REQUIRED TASKS =>
**1.** Answer these questions about the blog post below, one line each, marked (a), (b), (c):
(a) Why did the writer skip riding in the park the day before?
(b) What did the writer tell the girl to do in an emergency or serious problem?
(c) What will DH do with the material cleared out of the study?
**2.** In the blog post below, shorten the paragraph beginning "I haven't been online much this week" while keeping its main facts.
**3.** Write what comes next in the blog post below, picking up after its final sentence.

DOCUMENT SECTION =>
******

My Novels

Friday, March 29, 2002

I haven't been online much this week, since I've been doing some extensive cleaning in the house, as well as sorting and discarding stuff in my study. I had collected an assortment of travel books, catalogs, etc, for writing/research that are now so far out of date they are useless. Plus, I use the internet now for up-to-date research. I spent all day yesterday and another hour or so earlier today getting that mess cleared out. DH will burn some of it, and take the rest to the recycle place in town. Lots of the old papers, and material I cleaned out of my file cabinet needs to be burned; but old books/catalogs can be recycled. I have more space in here now, and it looks much cleaner and tidy.

Also, I still have various tasks to do around the house, getting it ready in case someone wants to see the inside, any of the potential buyers. We had another call yesterday morning, but I was gone on the bike, so she left a message. DH will call her later.

I had a very strange experience this morning on my bike ride. Yesterday I didn't ride in the park, because they were having an Easter-egg hunt, with a bunch of screaming kids. So I just rode on the streets. But today there was no one around, and I started riding in the park. Well, this little girl (looked to be around 10 or 11), came up to the area where a dead-end street borders the backside of the park. As I went by, she yelled, "I need you to come to my house for a minute."

I was already past her, but when I came around there again, I asked her what was wrong. She just said the same thing, "I need you to come to my house a few minutes." On the next round, I asked if she had a problem and she repeated the same thing again. It was as if she'd been told to approach me, and was very persistent. However, IF there had been a serious problem, I think any child would have been upset and willing to SAY exactly what the trouble was. Since she wouldn't say what was wrong when I came by the next time (she was outside the chain-link fence, couldn't get into the park from that spot) I told her if she had an emergency, or a serious problem, to call 911. Then I went out of the park on the other side, and finished my ride on the streets.

There was something very creepy about that. My instincts told me that the child was sent to fetch me -- and not for any kind of real problem. I don't know what someone would have wanted with me, but anyone in the section of houses on that dead-end street could easily see that I ride in the park every morning. I just had a feeling that I SHOULD NOT go with her. So many times you hear of a woman's instinct telling her something is 'wrong' with a certain situation, but going along anyhow and then getting into trouble. Perhaps whoever told the child to fetch me had something bad in mind...or maybe I'm just paranoid or have too much of a dark imagination.

******

ITEMS =>
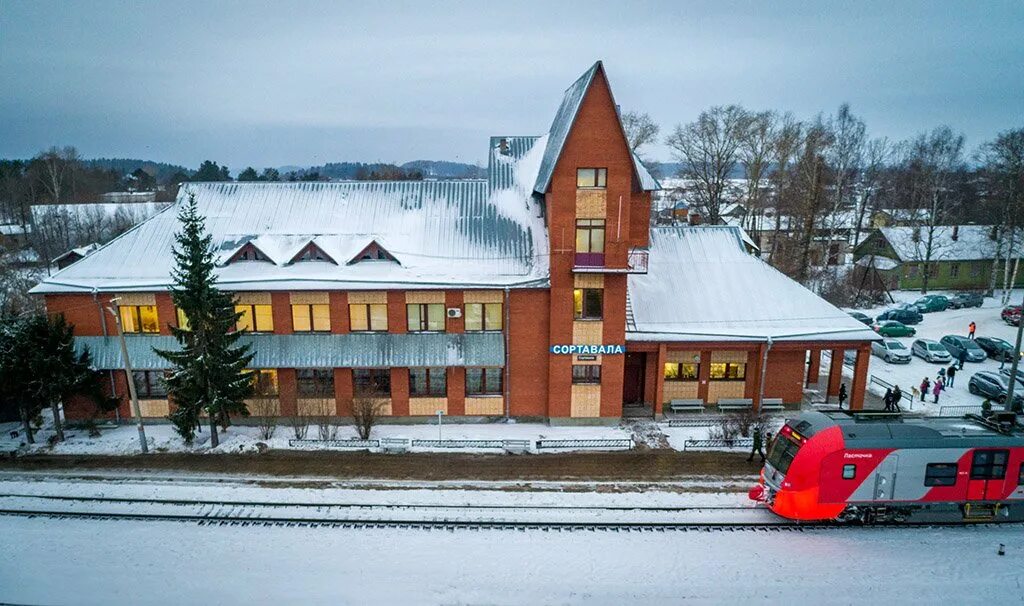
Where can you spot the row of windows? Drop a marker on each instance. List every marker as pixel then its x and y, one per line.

******

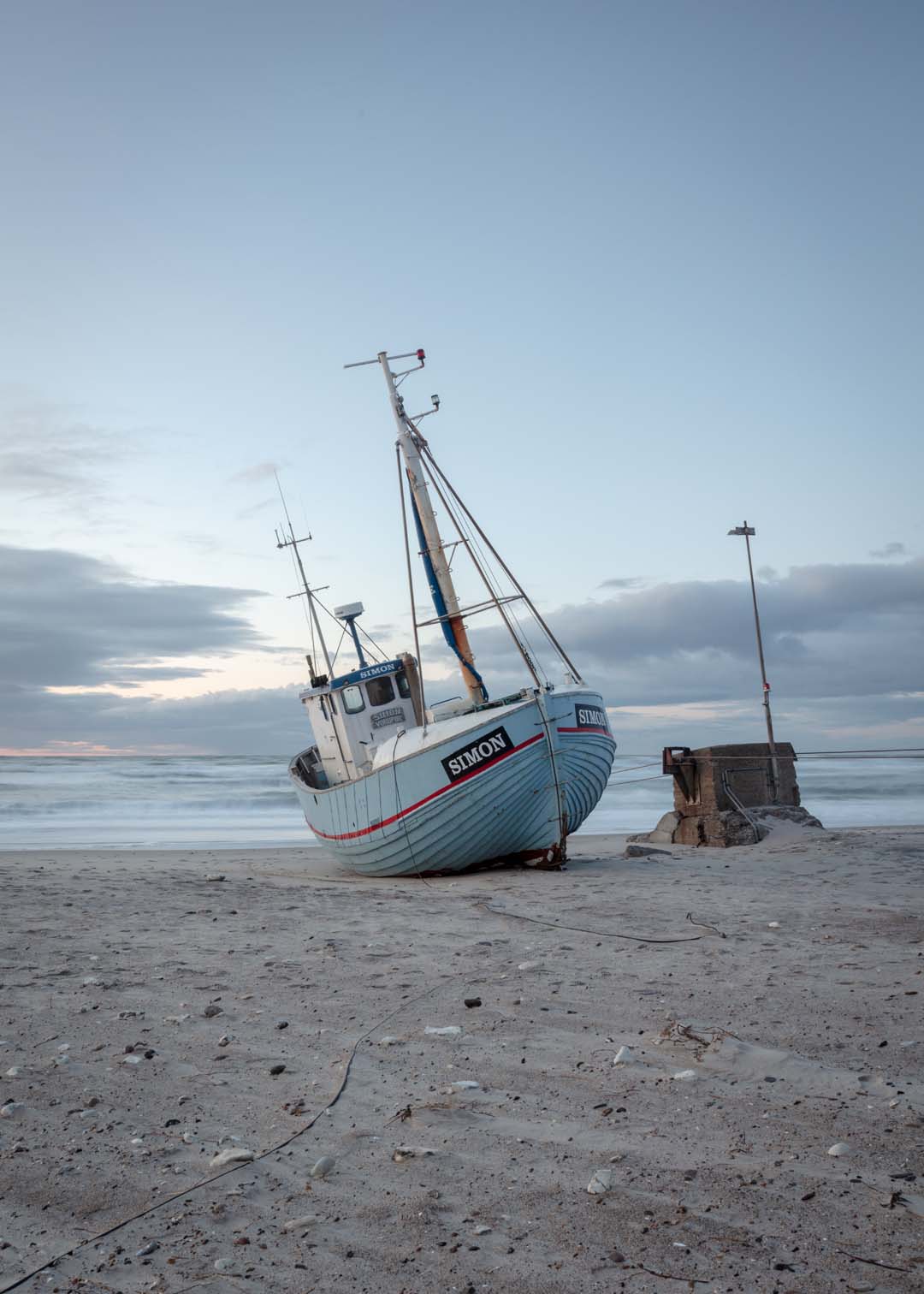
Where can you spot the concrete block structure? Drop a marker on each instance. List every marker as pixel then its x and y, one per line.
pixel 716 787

******

REPLIES =>
**1.**
(a) The park was having an Easter-egg hunt with a bunch of screaming kids.
(b) Call 911.
(c) Burn some of it and take the rest to the recycle place in town.

**2.** The writer has been offline most of the week, cleaning the house and sorting the study. Old travel books, catalogs and other research material had become too outdated to use, and the internet now serves for research. Clearing it out took all of yesterday and another hour or so today. DH will burn the old papers and file-cabinet material and recycle the books and catalogs in town. The study now has more space and looks cleaner and tidier.

**3.**
When I got home, DH called and I told him about it and he said I did the right thing, shouldn't have gone along with the kid. He said he would drive over by there, and see if she was still outside (I described her) and find out if there was some kind of trouble. Also, he said I needed to start riding somewhere else for awhile, change my pattern of biking.

Years ago, I did something that really seemed stupid later on, and has made me very cautious about strangers. I was on the way home from the grocery store and my car quit on me. I was only about ten blocks from home, but I had a load of groceries and was afraid the milk, etc would spoil. So this car pulled up, and there was an older man in it; he asked what was wrong, and I told him. He got out, and said, "Why don't I just help you get the groceries out and I'll drop you off at your house."

I'd told him I lived nearby, so I quickly accepted. We put all the groceries in his car and then got in...and just as I closed my door, and he started the car, it hit me that this was EXACTLY how women get abducted and raped! My face must have gone pale, because he started making friendly chit-chat, asked me who I was married to, said he used to live in the city, and who I was before I married. Well, when I told him and he said he knew some of them, and turned out, he knew one of my uncles. At any rate, he took me directly home and even helped me unload the groceries. BUT, that really shook me up, because it was a DUMB thing to do! And I when I called DH to help me with the car, he pitched a fit and said I should NEVER, EVER do such a thing again!!!! Of course, by then I realized that.

In a way, it's awful that times have changed so much you have to be this cautious...but it's a fact that women are often abducted and raped in just such situations. Long ago, when I was a teen or in my early 20s, I never gave a second thought to some guy stopping to help if my car broke down -- and it did happen several times. But these days, you just can't trust a stranger -- not even in my small southern town.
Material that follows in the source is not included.